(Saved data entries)
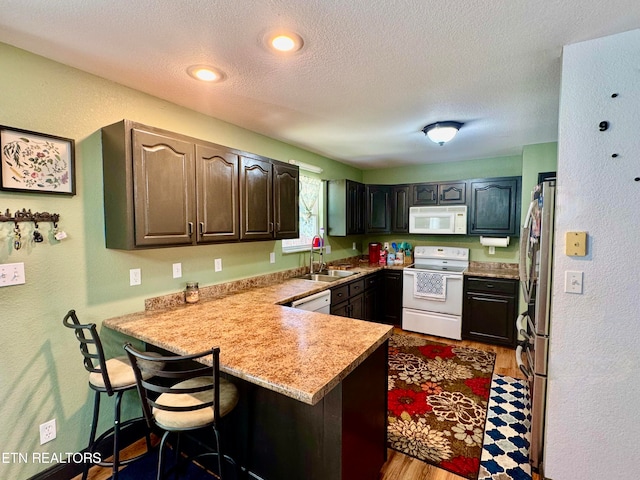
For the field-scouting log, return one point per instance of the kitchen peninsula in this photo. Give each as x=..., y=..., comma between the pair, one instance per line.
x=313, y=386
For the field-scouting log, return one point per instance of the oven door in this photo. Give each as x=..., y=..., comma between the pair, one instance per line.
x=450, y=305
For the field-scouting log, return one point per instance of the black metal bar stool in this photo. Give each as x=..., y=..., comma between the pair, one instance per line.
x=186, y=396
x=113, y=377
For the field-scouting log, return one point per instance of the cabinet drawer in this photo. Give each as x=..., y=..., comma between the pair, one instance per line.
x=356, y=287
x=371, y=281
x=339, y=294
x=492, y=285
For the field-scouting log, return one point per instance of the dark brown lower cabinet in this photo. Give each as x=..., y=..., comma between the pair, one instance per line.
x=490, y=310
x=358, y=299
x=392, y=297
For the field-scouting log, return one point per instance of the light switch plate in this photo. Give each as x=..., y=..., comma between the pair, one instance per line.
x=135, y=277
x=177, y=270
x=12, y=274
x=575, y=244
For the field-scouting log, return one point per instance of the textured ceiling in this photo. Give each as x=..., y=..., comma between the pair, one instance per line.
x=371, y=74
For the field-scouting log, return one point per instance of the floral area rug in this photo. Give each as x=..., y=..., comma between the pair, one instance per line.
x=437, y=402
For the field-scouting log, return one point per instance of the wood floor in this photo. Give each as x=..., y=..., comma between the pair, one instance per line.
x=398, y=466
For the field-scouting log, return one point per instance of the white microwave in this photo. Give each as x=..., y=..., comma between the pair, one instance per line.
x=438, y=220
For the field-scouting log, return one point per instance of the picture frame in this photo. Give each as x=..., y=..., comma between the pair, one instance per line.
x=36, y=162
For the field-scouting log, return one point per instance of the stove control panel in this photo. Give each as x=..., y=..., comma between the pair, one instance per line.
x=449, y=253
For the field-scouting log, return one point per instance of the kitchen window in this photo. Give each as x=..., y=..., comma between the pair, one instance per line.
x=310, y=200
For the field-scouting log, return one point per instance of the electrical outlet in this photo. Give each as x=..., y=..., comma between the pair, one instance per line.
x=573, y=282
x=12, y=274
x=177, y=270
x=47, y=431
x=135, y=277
--
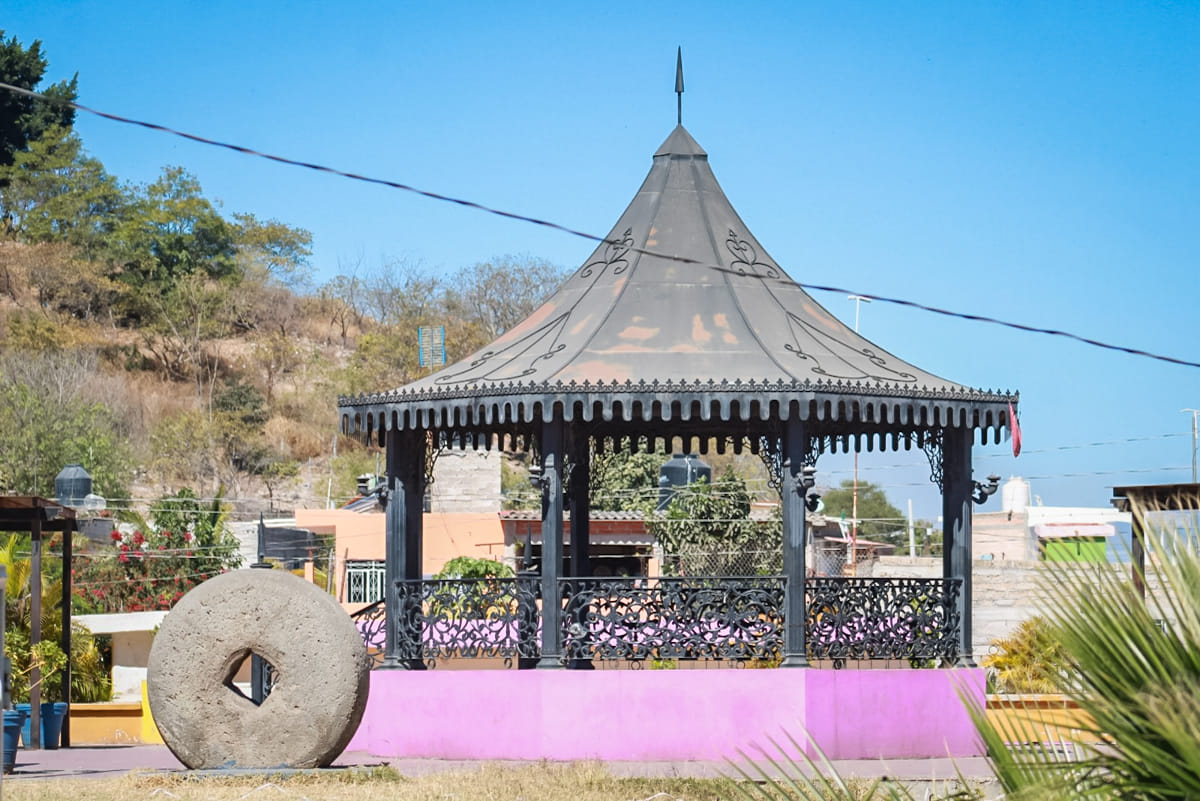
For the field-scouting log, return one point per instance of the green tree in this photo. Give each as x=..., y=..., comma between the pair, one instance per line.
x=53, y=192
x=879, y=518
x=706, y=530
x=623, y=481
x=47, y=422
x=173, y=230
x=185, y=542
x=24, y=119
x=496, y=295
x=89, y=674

• _REQUIREMENT_
Give everything from the line containing "the kitchen peninsula" down to the line containing "x=437, y=402" as a numbered list, with both of those lines included and any blank lines left out.

• _RESULT OF THE TASK_
1. For the field-scouting log, return one point per instance of the kitchen peninsula in this photo. Give each as x=..., y=..., comma between the pair, one instance per line.
2. x=313, y=386
3. For the field-scouting log, return one point per instance of the oven door in this photo. Give each as x=..., y=..., comma between the pair, one instance per line.
4. x=450, y=305
5. For the field-scouting log, return one point per instance of the black metal bar stool in this photo. Give each as x=..., y=..., comma between the pair, one instance per line.
6. x=186, y=396
7. x=113, y=377
8. For the field-scouting log, return one point per instance of the cabinet drawer in this photo. Give each as x=..., y=..., comma between the pair, one instance per line.
9. x=356, y=287
10. x=371, y=281
11. x=339, y=294
12. x=492, y=285
13. For the field-scouting log, return one point per instance of the dark brown lower cabinet in this photo. Give each as x=..., y=..., comma between the pair, one instance per line.
14. x=490, y=310
15. x=358, y=299
16. x=392, y=297
17. For the field-scouting log, return one point per instance of the light switch plate in this photo. Give each as x=..., y=..., comma between the pair, one instance per line.
18. x=135, y=277
19. x=177, y=270
20. x=12, y=274
21. x=575, y=244
22. For the field-scouting log, return one point per instance of the textured ceiling in this photo. Give each as x=..., y=..., comma between the pair, one instance per line.
23. x=371, y=74
24. For the field-scouting log, return one point per instance of the floral area rug in this photo. Give each as x=..., y=..., comma between the pair, one instance per line.
25. x=437, y=402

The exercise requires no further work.